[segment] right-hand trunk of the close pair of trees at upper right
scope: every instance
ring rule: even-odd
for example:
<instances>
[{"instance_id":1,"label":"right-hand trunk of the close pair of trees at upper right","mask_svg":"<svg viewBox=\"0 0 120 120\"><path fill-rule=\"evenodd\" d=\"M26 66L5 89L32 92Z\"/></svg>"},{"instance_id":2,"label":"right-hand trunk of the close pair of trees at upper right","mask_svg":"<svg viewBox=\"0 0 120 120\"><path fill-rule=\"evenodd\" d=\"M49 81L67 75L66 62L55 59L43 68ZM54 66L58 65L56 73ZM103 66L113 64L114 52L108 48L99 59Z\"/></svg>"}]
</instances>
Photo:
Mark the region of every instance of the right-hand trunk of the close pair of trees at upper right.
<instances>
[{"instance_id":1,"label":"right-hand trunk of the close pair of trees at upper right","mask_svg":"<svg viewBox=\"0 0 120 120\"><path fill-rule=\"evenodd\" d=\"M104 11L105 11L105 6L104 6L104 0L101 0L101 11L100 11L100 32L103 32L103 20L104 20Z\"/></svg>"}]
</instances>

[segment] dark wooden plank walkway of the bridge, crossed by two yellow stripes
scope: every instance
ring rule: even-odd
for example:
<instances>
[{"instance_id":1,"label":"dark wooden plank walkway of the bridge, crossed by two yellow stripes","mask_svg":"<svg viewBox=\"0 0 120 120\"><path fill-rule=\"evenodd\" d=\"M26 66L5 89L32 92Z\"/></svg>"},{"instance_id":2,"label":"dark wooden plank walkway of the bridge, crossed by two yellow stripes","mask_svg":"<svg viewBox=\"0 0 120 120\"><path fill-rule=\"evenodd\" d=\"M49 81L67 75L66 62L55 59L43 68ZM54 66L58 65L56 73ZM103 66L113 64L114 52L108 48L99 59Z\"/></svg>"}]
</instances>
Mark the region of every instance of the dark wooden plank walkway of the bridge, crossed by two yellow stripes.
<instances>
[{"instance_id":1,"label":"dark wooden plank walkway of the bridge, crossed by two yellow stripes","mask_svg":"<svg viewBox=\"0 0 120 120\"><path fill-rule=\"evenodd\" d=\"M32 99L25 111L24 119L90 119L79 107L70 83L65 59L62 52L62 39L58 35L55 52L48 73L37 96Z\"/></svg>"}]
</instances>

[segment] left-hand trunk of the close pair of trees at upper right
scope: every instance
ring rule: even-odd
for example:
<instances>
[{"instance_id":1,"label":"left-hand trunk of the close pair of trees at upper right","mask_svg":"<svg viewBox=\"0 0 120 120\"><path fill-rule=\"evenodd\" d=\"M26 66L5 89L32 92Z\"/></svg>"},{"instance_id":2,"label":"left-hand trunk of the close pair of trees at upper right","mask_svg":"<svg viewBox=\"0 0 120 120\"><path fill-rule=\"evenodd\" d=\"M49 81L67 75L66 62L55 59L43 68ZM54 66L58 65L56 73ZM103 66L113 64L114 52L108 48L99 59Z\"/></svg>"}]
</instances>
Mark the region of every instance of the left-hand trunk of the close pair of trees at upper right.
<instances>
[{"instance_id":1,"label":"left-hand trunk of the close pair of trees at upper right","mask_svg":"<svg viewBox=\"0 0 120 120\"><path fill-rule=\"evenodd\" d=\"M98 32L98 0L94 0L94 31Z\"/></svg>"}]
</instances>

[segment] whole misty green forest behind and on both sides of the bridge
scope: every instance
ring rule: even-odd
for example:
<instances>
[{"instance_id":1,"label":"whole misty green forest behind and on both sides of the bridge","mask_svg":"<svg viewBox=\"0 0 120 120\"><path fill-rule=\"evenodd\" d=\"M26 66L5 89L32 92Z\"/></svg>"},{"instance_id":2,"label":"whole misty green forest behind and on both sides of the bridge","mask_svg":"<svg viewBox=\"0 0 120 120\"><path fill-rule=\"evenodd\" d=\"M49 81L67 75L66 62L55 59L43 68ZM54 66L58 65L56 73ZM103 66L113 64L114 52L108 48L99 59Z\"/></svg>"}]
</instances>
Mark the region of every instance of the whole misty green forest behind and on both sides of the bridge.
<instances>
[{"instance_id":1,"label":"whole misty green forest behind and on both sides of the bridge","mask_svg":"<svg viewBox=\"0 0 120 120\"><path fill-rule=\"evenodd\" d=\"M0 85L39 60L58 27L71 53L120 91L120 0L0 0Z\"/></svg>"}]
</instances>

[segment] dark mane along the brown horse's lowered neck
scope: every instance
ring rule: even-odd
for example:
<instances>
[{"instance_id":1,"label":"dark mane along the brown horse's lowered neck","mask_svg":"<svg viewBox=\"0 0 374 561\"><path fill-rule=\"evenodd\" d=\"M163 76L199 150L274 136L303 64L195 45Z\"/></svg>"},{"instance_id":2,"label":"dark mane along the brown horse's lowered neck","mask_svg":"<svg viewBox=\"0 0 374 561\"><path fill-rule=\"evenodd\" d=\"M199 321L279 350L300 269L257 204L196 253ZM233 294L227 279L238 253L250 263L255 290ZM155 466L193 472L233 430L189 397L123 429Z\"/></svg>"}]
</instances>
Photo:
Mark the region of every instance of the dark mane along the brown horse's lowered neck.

======

__What to produce__
Throughout the material above, report each line holding the word "segment".

__Worked solution__
[segment] right-hand trunk of the close pair of trees at upper right
[segment] dark wooden plank walkway of the bridge, crossed by two yellow stripes
[segment] left-hand trunk of the close pair of trees at upper right
[segment] whole misty green forest behind and on both sides of the bridge
[segment] dark mane along the brown horse's lowered neck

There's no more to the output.